▶ Task brief:
Reproduce every one of the rows below word for word, keeping each line unchanged.
>> START Input material
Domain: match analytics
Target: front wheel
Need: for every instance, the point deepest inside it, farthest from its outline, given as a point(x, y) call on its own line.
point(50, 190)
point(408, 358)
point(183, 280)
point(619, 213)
>> END Input material
▶ Written solution:
Domain: match analytics
Target: front wheel
Need: for every instance, the point deepest inside it, farthest from its outline, given as a point(x, y) call on its own line.
point(50, 190)
point(408, 358)
point(183, 280)
point(619, 213)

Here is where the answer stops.